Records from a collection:
_ _ _ _

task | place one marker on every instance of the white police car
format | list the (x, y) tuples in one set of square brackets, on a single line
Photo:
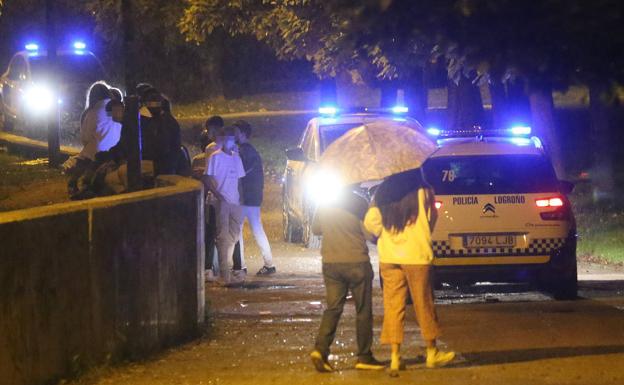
[(502, 213), (26, 95), (303, 187)]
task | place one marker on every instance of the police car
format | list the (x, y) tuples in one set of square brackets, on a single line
[(502, 213), (26, 95), (303, 188)]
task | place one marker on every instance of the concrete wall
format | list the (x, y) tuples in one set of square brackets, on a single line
[(90, 282)]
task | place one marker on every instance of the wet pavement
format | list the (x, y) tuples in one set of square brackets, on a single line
[(262, 333)]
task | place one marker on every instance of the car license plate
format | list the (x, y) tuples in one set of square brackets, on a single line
[(498, 240)]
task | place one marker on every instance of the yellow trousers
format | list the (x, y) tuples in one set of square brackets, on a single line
[(397, 280)]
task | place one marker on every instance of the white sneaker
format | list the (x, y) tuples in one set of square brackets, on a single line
[(209, 275), (436, 358), (239, 274)]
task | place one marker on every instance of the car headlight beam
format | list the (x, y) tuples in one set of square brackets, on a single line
[(39, 98), (324, 187)]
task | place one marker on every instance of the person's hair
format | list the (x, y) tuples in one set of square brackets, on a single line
[(397, 199), (97, 92), (214, 121), (166, 105), (244, 127), (116, 94), (204, 139), (142, 87), (226, 131)]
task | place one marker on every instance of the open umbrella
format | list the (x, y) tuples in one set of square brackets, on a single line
[(377, 150)]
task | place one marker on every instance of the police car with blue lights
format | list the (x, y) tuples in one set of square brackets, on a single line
[(304, 187), (502, 213), (26, 93)]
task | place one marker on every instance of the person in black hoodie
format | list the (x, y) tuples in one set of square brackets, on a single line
[(252, 186), (160, 135)]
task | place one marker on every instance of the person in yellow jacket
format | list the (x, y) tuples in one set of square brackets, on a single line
[(402, 217)]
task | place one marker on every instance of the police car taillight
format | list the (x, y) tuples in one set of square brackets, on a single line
[(549, 202), (558, 214)]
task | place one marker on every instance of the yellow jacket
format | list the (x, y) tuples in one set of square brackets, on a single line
[(412, 246)]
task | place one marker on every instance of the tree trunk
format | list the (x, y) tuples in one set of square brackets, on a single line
[(542, 111), (388, 94), (465, 106), (602, 168), (499, 104), (416, 97), (518, 109)]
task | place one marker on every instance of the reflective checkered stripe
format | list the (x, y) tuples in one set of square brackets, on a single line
[(546, 246)]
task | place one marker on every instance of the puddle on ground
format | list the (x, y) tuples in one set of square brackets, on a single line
[(33, 162), (265, 286), (286, 320)]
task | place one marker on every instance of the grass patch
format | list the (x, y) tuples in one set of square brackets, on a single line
[(17, 172), (600, 226), (29, 183), (261, 102)]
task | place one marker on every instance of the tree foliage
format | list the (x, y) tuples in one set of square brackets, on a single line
[(542, 40)]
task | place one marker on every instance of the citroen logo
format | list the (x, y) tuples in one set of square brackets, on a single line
[(489, 207)]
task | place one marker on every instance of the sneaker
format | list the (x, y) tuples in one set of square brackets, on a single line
[(239, 274), (320, 362), (436, 358), (209, 275), (266, 270), (396, 364), (370, 364)]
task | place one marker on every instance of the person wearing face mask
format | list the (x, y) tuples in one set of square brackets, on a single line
[(221, 178)]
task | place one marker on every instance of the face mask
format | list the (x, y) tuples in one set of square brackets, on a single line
[(145, 112), (229, 144)]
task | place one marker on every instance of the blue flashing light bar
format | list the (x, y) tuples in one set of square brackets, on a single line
[(520, 130), (434, 131), (328, 110), (400, 109)]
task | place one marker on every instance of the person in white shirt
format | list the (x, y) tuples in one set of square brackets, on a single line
[(221, 177), (98, 131)]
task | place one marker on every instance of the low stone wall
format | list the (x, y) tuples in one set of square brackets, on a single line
[(90, 282)]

_ _ _ _

EXERCISE OBJECTIVE: Please arrange the lines above as a two-column CSV headed input and output, with one row for each: its text goes in input and its answer in output, each in a single quoted field with line breaks turned into spaces. Leave the pictures out.

OUTPUT OF THE EXERCISE:
input,output
"task | place one marker on every instance of the white police car format | list the (x, y) tuples in one set of square brackets, on a single line Photo:","[(502, 213), (26, 95), (303, 187)]"
"task | place one marker on every instance of the police car format | list the (x, y) tuples in one set of square brackets, on a single line","[(502, 213), (26, 95), (303, 188)]"
"task | place one marker on every instance of the concrete wall format | list the (x, y) tuples in one set of square brackets, on a single line","[(90, 282)]"
"task | place one marker on every instance of the wet pavement format | list the (x, y) tuples in one set of square brackets, on a single line","[(262, 333)]"
"task | place one marker on every instance of the car license plate format | list the (x, y) tuples in one set of square brackets, on a single line","[(498, 240)]"
"task | place one marker on every instance of the yellow trousers format | list the (x, y) tuples in one set of square brackets, on a single line","[(397, 280)]"
"task | place one marker on every instance of the white sneaker format | list the (x, y) tuples in one set of square brackets, on a single line","[(209, 275), (436, 358), (239, 274)]"
"task | place one marker on every instance of the car headlight beam format | list the (x, y) tuples in one set of square brackets, on a single line","[(39, 98), (324, 187)]"
"task | place one marker on every instance of the person's hair format | list the (x, y) tuples in one set of square brackets, on a single line","[(397, 199), (97, 92), (214, 121), (166, 105), (244, 127), (116, 94), (204, 139), (142, 87), (226, 131)]"
"task | place one marker on every instance of the open umbrella format | list the (x, y) tuples in one set of square brackets, on a single line","[(377, 150)]"
"task | place one marker on every instance of the police car with blue lights format | list the (x, y) tuples in one set of square brackets, on a single line","[(304, 187), (502, 213), (26, 93)]"
"task | place one marker on every instance of the person in black hoodie format | list the (x, y) tuples in one set of square brackets, on a single line","[(252, 186), (160, 135)]"
"task | place one marker on every instance of the person in yellow jacket format | list the (x, y) tuples in one set of square brackets, on a single line","[(402, 217)]"
"task | place one marker on every instance of the police car taillight format | list the (x, y) tuples in one set of square brackets, on a single line","[(549, 202), (558, 214)]"
"task | place one marker on every instance of the yellow jacket format | list the (x, y) tuples in one set of square brackets, on a single line","[(412, 246)]"
"task | place one marker on every instance of the tree trunk format | list the (x, y) tuples in one set of square brackets, on a single line","[(542, 111), (388, 94), (465, 106), (602, 168), (499, 104), (416, 97), (518, 109)]"
"task | place one marker on every instance of the reflective checkered stripe format | list the (x, y) tuples in one set of square brackets, on a single line","[(546, 246)]"
"task | place one marker on every instance of the puddle on ground format | list the (x, y) tuples in one set of square brackets, on a single line","[(33, 162), (265, 286), (286, 320)]"
"task | place one marker on every instance of the grass patch format | list the (x, y) tuples in one set of square brackets, on a single line","[(17, 172), (600, 226), (29, 183), (261, 102)]"
"task | place one marker on every instance of the tree foliage format | list the (x, y) tuples in one set of square brackets, on a single line","[(542, 40)]"
"task | place one marker on every instance of the citroen logo format | list the (x, y) tuples in one set of square brackets, on a single line","[(489, 207)]"
"task | place one marker on every instance of the sneaker format | list the (x, y) tuples in one set of square brackets, on a single line","[(239, 274), (320, 362), (436, 358), (209, 275), (266, 270), (396, 364), (370, 364)]"
"task | place one marker on every instance of the person wearing face mask format | list the (x, y) tuples in one set of square brackets, on a single line","[(221, 178)]"
"task | place one marker on every instance of the face mask format | list the (x, y) tuples in one set of square brackets, on a single line","[(145, 112), (229, 144)]"
"task | place one marker on every instance of the blue flashing light bar format | list the (x, y) tuples in one set of square brackets, on a single line","[(520, 130), (434, 131), (328, 110), (400, 109)]"
"task | place one marker on every instance of the person in white shirt format | list the (x, y) tuples in one set of square brackets, on a single line","[(221, 177), (98, 131)]"
"task | place one marker on every instance of the low stone wall format | list the (x, y) tuples in one set of square brackets, on a single line","[(90, 282)]"